### What is expected
Copy out the stretch of items from the line containing "the form (995,694);" through the end of the items, both ends included, keeping every line. In the answers only, multiply each coordinate by 0.95 and round to the nearest whole number, with halves rounded up.

[Rows from a dataset]
## BEGIN

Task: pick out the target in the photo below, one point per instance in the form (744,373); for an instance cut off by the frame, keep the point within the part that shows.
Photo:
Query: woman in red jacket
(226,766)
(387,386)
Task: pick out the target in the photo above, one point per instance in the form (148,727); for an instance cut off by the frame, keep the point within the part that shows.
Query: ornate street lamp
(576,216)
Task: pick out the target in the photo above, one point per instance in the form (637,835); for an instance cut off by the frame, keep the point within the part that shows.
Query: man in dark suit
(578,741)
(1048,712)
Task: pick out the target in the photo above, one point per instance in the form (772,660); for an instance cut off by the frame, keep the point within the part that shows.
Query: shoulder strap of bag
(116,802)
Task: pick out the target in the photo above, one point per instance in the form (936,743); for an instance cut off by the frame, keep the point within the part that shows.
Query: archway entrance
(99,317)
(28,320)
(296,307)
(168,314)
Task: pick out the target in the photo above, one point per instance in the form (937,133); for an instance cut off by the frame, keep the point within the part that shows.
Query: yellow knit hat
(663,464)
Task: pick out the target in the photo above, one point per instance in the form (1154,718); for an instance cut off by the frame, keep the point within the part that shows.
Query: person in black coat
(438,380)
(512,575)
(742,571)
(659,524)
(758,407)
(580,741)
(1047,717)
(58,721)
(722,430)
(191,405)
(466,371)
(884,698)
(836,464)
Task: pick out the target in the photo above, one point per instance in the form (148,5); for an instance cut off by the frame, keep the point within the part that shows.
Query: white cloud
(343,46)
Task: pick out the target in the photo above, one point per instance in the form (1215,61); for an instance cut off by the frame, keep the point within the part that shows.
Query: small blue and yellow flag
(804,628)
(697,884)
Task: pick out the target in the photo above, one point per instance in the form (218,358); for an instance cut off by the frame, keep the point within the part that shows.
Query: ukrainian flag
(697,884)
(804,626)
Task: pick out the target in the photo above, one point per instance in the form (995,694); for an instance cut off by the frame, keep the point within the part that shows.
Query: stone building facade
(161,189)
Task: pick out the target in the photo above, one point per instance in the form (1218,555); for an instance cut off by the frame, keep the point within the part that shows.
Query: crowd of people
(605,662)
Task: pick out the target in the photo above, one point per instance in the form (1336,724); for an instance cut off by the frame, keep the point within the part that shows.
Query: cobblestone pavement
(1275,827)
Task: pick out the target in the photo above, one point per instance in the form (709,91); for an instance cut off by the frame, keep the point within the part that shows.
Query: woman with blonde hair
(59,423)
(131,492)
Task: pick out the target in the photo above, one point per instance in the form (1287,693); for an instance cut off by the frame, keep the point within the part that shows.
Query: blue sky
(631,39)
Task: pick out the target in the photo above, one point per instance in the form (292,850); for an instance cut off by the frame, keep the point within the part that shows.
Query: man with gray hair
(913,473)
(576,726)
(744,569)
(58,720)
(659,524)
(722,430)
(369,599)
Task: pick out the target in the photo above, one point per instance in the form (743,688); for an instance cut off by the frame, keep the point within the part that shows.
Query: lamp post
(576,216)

## END

### The output
Task: pick out the target in the photo above, one point per instance in the form (995,694); for an instance cut off by the frame, keep the point within the part that shows.
Query: stone building facade
(153,180)
Task: pick out the target in the photo above, one point per instance in the form (1218,555); for an instance cut off by the frame, keep the point within the part that shows.
Query: crowd of people
(575,629)
Task: pick out the target in the photo above, one point per instance in the form (1336,724); for an instance cut off by the frame, keep the point within the part that shows.
Query: cobblestone pavement
(1211,786)
Task: pick out the target in the photo above, one point per instance in the form (709,91); for an instance cut off by the frame, keep the point within the part that shows.
Query: woman with blonde hair
(56,402)
(124,467)
Task: pick out the target in the photo above, one point per instance in the form (1287,693); for an instance cut off by the frame, keep the point within the part that shows.
Query: blue sky
(599,37)
Task: pick out the target in the photo above, one point per instance in the form (292,850); for an instance cut off by the frame, keep the point within the part that shows.
Query: man with gray hair
(867,449)
(547,690)
(707,541)
(55,684)
(626,498)
(686,409)
(351,569)
Task: pick out the target in the photo above, one point per instance in the form (743,688); for an instance cut off by the frame, keep the point within the part that shows.
Query: lamp post
(547,205)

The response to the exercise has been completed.